The UK helped inspire the modern Olympic movement because the Frenchman who founded the Games, Baron Pierre de Coubertin, was inspired by an event that took place in Much Wenlock.

Baron de Coubertin based his Olympic Games on the Wenlock Olympian Games, organised by Dr William Penny Brookes, and the two men became friends.

Now a total of 40 'Coubertin Oaks' are being planted around the UK so that people remember the London 2012 Games for hundreds of years.

The trees have been grown from acorns taken from an oak planted in 1890 during the visit of Baron de Coubertin to the Wenlock Olympian Games.

The Coubertin Oaks have already been planted at William Brookes School in Much Wenlock. Trees are also being planted at Kew Gardens, the Forestry Commission's National Arboretum, and at the UPS London Central Centre, in Camden. Twenty-six Get Set schools will also plant oaks as part of this project.

• [Stated exercise A] List every place where the Coubertin Oaks text says the oaks have been or will be planted.
• [Stated exercise B] Repeat the Coubertin Oaks text word for word, everything from "Baron de Coubertin based" down to "of this project.".
• [Stated exercise C] Pick up the Coubertin Oaks text after its final sentence and keep writing it.

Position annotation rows

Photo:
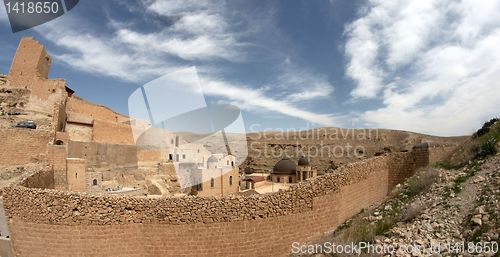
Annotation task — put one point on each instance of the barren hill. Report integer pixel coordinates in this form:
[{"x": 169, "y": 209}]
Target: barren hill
[{"x": 327, "y": 148}]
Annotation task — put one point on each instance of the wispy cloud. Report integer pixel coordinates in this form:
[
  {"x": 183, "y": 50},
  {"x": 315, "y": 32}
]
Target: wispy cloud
[
  {"x": 434, "y": 64},
  {"x": 252, "y": 99},
  {"x": 200, "y": 34}
]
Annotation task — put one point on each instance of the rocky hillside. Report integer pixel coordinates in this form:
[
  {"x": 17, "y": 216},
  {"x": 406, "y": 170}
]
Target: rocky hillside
[
  {"x": 327, "y": 148},
  {"x": 445, "y": 210}
]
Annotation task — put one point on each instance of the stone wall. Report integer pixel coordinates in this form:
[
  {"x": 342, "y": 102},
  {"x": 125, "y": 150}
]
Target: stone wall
[
  {"x": 98, "y": 112},
  {"x": 112, "y": 133},
  {"x": 104, "y": 155},
  {"x": 23, "y": 146},
  {"x": 439, "y": 153},
  {"x": 257, "y": 225}
]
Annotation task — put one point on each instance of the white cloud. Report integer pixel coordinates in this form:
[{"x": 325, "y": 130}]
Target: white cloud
[
  {"x": 252, "y": 99},
  {"x": 200, "y": 34},
  {"x": 435, "y": 64}
]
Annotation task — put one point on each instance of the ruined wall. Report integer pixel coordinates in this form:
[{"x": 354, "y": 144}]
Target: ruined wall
[
  {"x": 29, "y": 70},
  {"x": 80, "y": 106},
  {"x": 31, "y": 60},
  {"x": 258, "y": 225},
  {"x": 112, "y": 133},
  {"x": 104, "y": 155},
  {"x": 439, "y": 153},
  {"x": 22, "y": 146}
]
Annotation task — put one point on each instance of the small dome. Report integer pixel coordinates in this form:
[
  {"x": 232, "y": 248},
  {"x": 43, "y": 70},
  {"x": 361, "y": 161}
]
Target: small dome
[
  {"x": 303, "y": 161},
  {"x": 212, "y": 159},
  {"x": 285, "y": 167}
]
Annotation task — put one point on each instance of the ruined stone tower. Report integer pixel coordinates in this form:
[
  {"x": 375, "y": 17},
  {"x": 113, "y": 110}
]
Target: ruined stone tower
[
  {"x": 29, "y": 70},
  {"x": 31, "y": 61}
]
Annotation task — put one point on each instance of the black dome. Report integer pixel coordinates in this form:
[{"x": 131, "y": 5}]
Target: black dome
[
  {"x": 303, "y": 161},
  {"x": 285, "y": 167}
]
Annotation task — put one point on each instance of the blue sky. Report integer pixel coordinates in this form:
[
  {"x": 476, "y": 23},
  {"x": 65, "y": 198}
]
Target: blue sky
[{"x": 428, "y": 66}]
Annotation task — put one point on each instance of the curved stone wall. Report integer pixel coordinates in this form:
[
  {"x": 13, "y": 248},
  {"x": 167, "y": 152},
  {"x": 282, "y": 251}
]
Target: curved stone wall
[{"x": 46, "y": 222}]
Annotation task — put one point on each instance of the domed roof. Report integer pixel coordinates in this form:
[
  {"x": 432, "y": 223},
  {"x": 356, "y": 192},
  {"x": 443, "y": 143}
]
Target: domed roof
[
  {"x": 303, "y": 161},
  {"x": 212, "y": 159},
  {"x": 285, "y": 167}
]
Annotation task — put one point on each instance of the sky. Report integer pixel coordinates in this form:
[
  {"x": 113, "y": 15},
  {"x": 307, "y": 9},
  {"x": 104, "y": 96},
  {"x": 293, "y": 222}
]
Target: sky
[{"x": 428, "y": 66}]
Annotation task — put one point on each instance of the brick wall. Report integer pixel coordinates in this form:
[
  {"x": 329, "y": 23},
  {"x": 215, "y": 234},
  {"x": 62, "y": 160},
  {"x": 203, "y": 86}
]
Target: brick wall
[
  {"x": 80, "y": 106},
  {"x": 22, "y": 146},
  {"x": 439, "y": 153},
  {"x": 104, "y": 155},
  {"x": 76, "y": 177},
  {"x": 258, "y": 225}
]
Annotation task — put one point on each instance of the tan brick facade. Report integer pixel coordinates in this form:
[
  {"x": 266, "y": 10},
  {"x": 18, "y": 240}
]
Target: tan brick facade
[{"x": 262, "y": 225}]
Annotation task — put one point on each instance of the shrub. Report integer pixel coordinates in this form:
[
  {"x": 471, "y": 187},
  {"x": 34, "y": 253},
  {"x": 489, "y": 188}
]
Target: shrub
[{"x": 485, "y": 128}]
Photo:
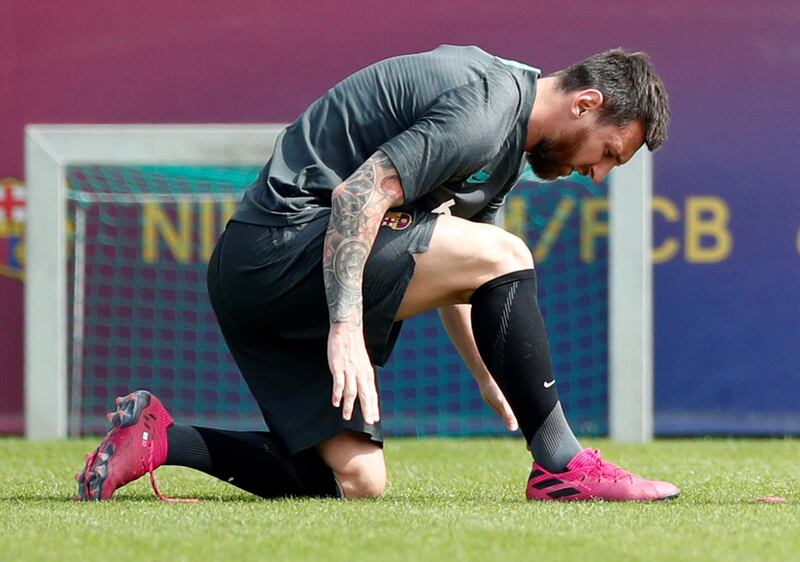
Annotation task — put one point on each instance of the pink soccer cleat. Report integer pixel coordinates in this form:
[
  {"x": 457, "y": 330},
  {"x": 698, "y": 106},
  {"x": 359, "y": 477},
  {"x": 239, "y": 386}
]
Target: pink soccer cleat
[
  {"x": 589, "y": 477},
  {"x": 135, "y": 444}
]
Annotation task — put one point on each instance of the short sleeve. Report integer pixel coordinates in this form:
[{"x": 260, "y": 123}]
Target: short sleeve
[
  {"x": 488, "y": 214},
  {"x": 462, "y": 130}
]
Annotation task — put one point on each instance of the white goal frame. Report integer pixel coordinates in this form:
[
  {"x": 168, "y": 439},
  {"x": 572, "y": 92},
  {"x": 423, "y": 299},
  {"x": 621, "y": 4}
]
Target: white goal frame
[{"x": 49, "y": 149}]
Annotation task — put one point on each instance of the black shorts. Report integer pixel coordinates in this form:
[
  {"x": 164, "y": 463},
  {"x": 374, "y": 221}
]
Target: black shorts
[{"x": 266, "y": 288}]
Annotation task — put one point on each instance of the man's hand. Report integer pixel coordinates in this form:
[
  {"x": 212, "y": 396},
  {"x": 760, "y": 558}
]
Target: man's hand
[
  {"x": 357, "y": 208},
  {"x": 492, "y": 395},
  {"x": 353, "y": 373}
]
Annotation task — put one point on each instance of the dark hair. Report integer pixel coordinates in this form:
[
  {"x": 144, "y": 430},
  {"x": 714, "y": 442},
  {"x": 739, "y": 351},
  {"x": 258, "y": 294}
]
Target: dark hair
[{"x": 632, "y": 90}]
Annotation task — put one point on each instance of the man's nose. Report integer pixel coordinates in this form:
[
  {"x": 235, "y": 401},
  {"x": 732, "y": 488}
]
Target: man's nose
[{"x": 600, "y": 172}]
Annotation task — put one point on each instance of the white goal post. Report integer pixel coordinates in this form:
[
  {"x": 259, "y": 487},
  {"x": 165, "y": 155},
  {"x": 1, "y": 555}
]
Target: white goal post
[{"x": 49, "y": 149}]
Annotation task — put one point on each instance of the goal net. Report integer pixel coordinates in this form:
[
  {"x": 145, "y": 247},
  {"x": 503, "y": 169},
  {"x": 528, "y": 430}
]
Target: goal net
[{"x": 136, "y": 233}]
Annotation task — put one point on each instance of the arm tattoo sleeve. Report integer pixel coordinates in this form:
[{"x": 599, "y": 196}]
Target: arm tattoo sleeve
[{"x": 357, "y": 208}]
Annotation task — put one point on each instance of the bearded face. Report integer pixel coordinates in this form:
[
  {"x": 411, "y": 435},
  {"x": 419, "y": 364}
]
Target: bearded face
[{"x": 551, "y": 159}]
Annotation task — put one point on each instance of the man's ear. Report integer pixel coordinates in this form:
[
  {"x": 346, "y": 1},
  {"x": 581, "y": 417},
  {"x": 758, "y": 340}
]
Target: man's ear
[{"x": 587, "y": 100}]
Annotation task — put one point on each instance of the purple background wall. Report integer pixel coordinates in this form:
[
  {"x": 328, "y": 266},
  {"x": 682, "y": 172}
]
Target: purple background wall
[{"x": 726, "y": 332}]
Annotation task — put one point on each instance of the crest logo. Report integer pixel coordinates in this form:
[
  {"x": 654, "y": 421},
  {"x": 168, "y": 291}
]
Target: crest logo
[
  {"x": 12, "y": 228},
  {"x": 397, "y": 221},
  {"x": 481, "y": 176}
]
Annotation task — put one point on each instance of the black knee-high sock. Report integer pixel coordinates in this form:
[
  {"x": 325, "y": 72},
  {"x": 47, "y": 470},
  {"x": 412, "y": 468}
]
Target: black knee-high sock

• [Task response A]
- William Brookes School in Much Wenlock
- Kew Gardens
- the Forestry Commission's National Arboretum
- the UPS London Central Centre, in Camden
- twenty-six Get Set schools

• [Task response B]
Baron de Coubertin based his Olympic Games on the Wenlock Olympian Games, organised by Dr William Penny Brookes, and the two men became friends.

Now a total of 40 'Coubertin Oaks' are being planted around the UK so that people remember the London 2012 Games for hundreds of years.

The trees have been grown from acorns taken from an oak planted in 1890 during the visit of Baron de Coubertin to the Wenlock Olympian Games.

The Coubertin Oaks have already been planted at William Brookes School in Much Wenlock. Trees are also being planted at Kew Gardens, the Forestry Commission's National Arboretum, and at the UPS London Central Centre, in Camden. Twenty-six Get Set schools will also plant oaks as part of this project.

• [Task response C]
The Royal Botanic Gardens, in Kew, has also installed Olympic Rings, which are 50m long and made by up to 20,000 plants. They will be visible from the Heathrow flight path.

Meanwhile, volunteers around the UK are on course to complete an astonishing eight million hours of volunteering before the London 2012 Games start at the end of July.

About 70,000 volunteers are already a significant way through the million hours of training they will receive ahead of the eight million hours of volunteering they will deliver.

LOCOG, the organisation behind the London Olympics, says more than eight million will line the streets and cheer the thousands of community heroes carrying the Olympic flame around the UK.